§ What is needed
Rewrite the material below as a numbered list, one line per item, leaving out the blank lines.

§ Information given
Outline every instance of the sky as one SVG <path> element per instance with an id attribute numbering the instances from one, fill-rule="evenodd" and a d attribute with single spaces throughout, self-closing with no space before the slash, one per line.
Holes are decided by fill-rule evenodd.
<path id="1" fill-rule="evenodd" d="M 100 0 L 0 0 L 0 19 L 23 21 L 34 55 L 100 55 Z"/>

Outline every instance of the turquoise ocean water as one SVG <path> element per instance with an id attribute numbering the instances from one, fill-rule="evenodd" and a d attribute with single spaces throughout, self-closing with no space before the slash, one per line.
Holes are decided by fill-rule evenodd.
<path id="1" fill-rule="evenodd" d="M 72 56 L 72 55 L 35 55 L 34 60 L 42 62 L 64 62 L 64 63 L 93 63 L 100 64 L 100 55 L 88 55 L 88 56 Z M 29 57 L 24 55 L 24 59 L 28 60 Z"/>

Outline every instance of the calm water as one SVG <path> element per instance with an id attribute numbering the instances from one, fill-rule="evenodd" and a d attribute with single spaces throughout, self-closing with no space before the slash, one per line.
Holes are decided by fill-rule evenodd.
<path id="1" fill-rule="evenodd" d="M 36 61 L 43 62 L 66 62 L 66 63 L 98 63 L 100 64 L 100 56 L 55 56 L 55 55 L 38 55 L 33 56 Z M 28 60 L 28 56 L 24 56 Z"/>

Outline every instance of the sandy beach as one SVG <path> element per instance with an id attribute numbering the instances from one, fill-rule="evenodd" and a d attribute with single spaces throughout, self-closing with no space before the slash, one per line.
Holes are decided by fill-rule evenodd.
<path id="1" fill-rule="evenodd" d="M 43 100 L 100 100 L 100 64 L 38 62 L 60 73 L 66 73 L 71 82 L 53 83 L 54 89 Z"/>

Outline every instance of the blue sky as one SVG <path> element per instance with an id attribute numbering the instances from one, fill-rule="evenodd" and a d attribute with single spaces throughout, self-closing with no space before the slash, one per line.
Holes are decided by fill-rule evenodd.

§ Problem solution
1. Outline every instance of the sky as one SVG <path> element per instance with an id attribute numbering the instances from one, fill-rule="evenodd" and a d attribute with single spaces throughout, self-closing with no space before the slash, one per line.
2. Holes are decided by fill-rule evenodd.
3. <path id="1" fill-rule="evenodd" d="M 100 0 L 0 0 L 0 19 L 23 21 L 34 55 L 100 55 Z"/>
4. Outline every instance of the turquoise ocean water as one SVG <path> element per instance with an id attribute numbering the instances from one, fill-rule="evenodd" and a d attribute with single spaces throughout, self-closing with no space before the slash, one per line.
5. Holes are decided by fill-rule evenodd.
6. <path id="1" fill-rule="evenodd" d="M 72 56 L 72 55 L 35 55 L 34 60 L 42 62 L 64 62 L 64 63 L 93 63 L 100 64 L 100 55 L 88 55 L 88 56 Z M 29 57 L 24 55 L 24 59 L 28 60 Z"/>
7. Outline every instance of the calm water as one SVG <path> element per instance with an id attribute numbering the instances from one, fill-rule="evenodd" and a d attribute with single spaces throughout, self-closing with no space before the slash, one per line.
8. Holes are decided by fill-rule evenodd.
9. <path id="1" fill-rule="evenodd" d="M 36 61 L 43 62 L 66 62 L 66 63 L 98 63 L 100 64 L 100 56 L 55 56 L 55 55 L 38 55 L 33 56 Z M 28 60 L 28 56 L 24 56 Z"/>
10. Outline every instance of the sandy beach as one SVG <path> element per instance with an id attribute numbering the instances from one, fill-rule="evenodd" and a d attribute with single spaces throughout, self-closing with no space before the slash, one per line.
11. Holes are decided by fill-rule evenodd.
12. <path id="1" fill-rule="evenodd" d="M 43 100 L 100 100 L 100 64 L 38 62 L 60 73 L 66 73 L 71 82 L 53 83 L 54 89 Z"/>
13. Outline every instance of the blue sky as one SVG <path> element per instance with an id attribute numbering the instances from one, fill-rule="evenodd" and a d attribute with single spaces throughout, self-closing with no space before the slash, one per line.
14. Holes are decided by fill-rule evenodd.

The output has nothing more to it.